→ Zu erledigen:
1) Aus welchen drei Teilen besteht laut dem Textauszug über Schiesspulver ein einfaches Sprenggeschoss für die Artillerie?
2) Zitiere aus dem Textauszug über Schiesspulver wörtlich die Stelle, die mit "Die Treibladung werde" beginnt und bis einschließlich "Stäbe oder Pellets." reicht.
3) Setze den Text über Schiesspulver und Munitionsherstellung nach seinem letzten Satz fort.

Schiesspulver wird in Treibladungen verwendet, die Artilleriegeschosse über Entfernungen von Dutzenden von Kilometern schleudern. "Ein einfaches Sprenggeschoss für die Artillerie besteht aus drei Teilen: einer Hülle aus Stahl, der Hauptsprengladung und einem Zünder", der in der Regel so eingestellt sei, dass er beim Aufprall die Explosion auslöst, erklärt Johann Höcherl, Professor für Waffen- und Munitionstechnik an der Universität der Bundeswehr in München.

Die Treibladung werde zwar immer noch als Schiesspulver bezeichnet, "aber heutzutage ist es gar kein Pulver mehr", sagt Höcherl. Vielmehr handele es sich um Stäbe oder Pellets.

Pulver-Rohstoff schwerer zu beschaffen

In Europa gebe es nur sehr wenige Pulverhersteller, sagt Jean-Paul Maulny vom Institut für internationale und strategische Beziehungen (Iris), einer französischen Denkfabrik. Dazu gehören Unternehmen wie Eurenco mit Betrieben in Frankreich, Belgien und Schweden sowie das Unternehmen Nitrochemie, das mehrheitlich dem Rüstungskonzern Rheinmetall gehört, mit Standorten in Deutschland und der Schweiz.

Viele Regierungen wollten die Produktion ins Inland verlagern, sagt Maulny. Frankreich beispielsweise sei dabei, einen Teil der Eurenco-Produktion nach Bourges in der Landesmitte zu verlegen. Das Pulver sei der entscheidende Punkt, an dem es zu Engpässen bei der Munitionsherstellung komme: "Die wichtigste Frage ist, wie viel produziert werden kann", sagt der Experte.

Ein weiteres Problem ist es laut EU-Binnenmarktkommissar Thierry Breton, in der EU an die Rohstoffe für Schiesspulver zu gelangen: "Um Pulver herzustellen, braucht man eine bestimmte Art Baumwolle, die überwiegend aus China kommt."

→ Dateneinträge:
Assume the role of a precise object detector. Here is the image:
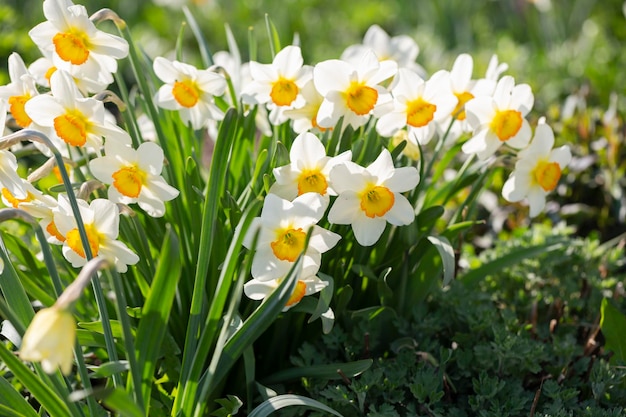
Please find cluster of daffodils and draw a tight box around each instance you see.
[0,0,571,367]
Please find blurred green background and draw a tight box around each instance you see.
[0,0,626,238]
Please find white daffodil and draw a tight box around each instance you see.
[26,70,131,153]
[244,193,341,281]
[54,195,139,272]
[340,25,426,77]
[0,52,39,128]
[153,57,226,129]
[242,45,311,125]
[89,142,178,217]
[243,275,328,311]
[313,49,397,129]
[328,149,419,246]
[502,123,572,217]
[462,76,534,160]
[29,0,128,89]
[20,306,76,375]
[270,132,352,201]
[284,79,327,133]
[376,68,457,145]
* * *
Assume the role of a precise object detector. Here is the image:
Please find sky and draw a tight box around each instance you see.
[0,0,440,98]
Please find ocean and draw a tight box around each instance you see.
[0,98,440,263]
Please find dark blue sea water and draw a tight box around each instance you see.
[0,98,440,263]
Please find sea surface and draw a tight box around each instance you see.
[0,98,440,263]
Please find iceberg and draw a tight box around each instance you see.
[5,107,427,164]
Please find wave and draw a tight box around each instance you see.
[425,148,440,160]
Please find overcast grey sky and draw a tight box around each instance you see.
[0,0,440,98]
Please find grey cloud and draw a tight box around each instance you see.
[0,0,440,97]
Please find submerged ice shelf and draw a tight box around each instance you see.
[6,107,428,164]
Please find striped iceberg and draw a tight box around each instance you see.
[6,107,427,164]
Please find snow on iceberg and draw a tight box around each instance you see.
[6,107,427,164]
...
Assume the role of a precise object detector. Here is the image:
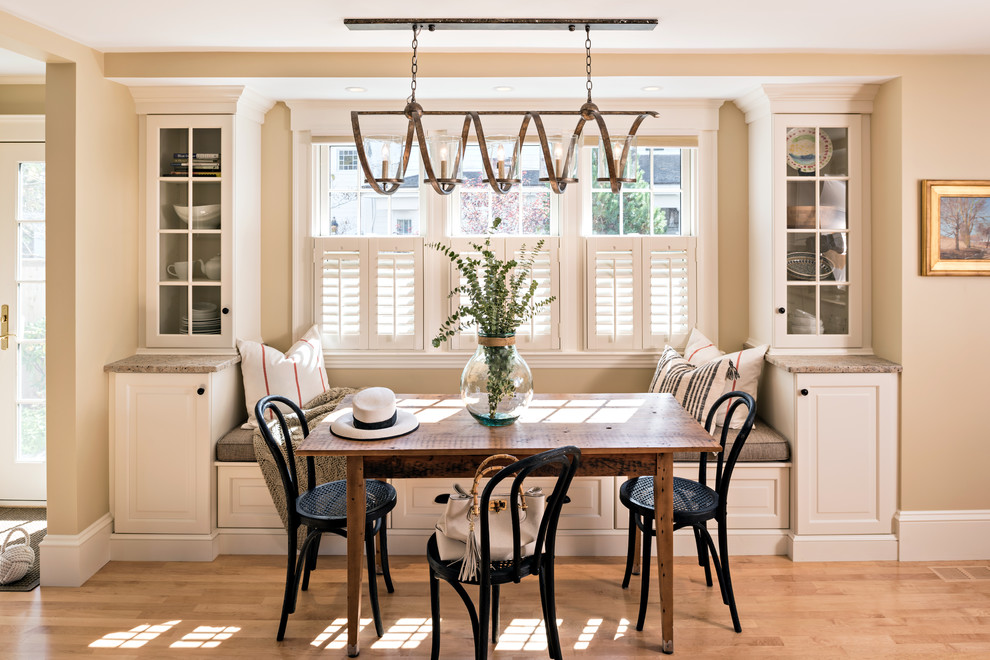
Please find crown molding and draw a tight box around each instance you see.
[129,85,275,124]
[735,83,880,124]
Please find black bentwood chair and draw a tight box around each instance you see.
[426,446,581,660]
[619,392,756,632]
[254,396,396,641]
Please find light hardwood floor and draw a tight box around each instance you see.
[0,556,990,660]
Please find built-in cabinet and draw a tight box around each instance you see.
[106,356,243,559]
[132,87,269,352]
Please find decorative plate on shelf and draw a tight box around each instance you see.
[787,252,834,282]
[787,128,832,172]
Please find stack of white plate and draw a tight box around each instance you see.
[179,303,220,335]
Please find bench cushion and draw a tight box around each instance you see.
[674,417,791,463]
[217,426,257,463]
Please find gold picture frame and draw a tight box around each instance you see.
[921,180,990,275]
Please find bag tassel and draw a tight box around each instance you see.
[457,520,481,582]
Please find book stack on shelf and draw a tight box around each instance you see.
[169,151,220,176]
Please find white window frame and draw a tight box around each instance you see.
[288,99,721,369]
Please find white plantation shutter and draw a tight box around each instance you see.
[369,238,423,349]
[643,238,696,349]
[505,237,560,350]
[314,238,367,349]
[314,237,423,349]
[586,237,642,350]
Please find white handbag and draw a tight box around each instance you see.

→ Antworten:
1) Aus einer Hülle aus Stahl, der Hauptsprengladung und einem Zünder.

2)
Die Treibladung werde zwar immer noch als Schiesspulver bezeichnet, "aber heutzutage ist es gar kein Pulver mehr", sagt Höcherl. Vielmehr handele es sich um Stäbe oder Pellets.

3)
Diese Nitrocellulose, auch Schiessbaumwolle genannt, ist ein wichtiger Bestandteil für die Herstellung von Schiesspulver. "Die Lieferung dieser Baumwolle aus China wurde vor ein paar Monaten wie zufällig eingestellt", sagt Breton.

China und Russland haben in den vergangenen Jahren ihre wirtschaftliche und diplomatische Zusammenarbeit ausgebaut. Seit dem russischen Einmarsch in der Ukraine wurde ihre strategische Partnerschaft noch enger - Chinas Vize-Aussenminister Sun Weidong schwärmte gar vor wenigen Tagen, die chinesisch-russischen Beziehungen seien so gut wie noch nie in der Geschichte.

EU will Produktionskapazitäten steigern

Laut EU-Binnenmarktkommissar Breton haben Forscher inzwischen einen Ersatz für die chinesische Baumwolle gefunden. Unternehmen, die solche Ersatzstoffe herstellen, sollen künftig Zuschüsse erhalten.

Breton rechnet damit, dass die EU ihre jährliche Produktionskapazität bis Ende des Jahres auf 1,5 bis 1,7 Millionen Artilleriegranaten steigern kann. Russland könne pro Jahr "etwas unter zwei Millionen" Granaten herstellen, schätzt er.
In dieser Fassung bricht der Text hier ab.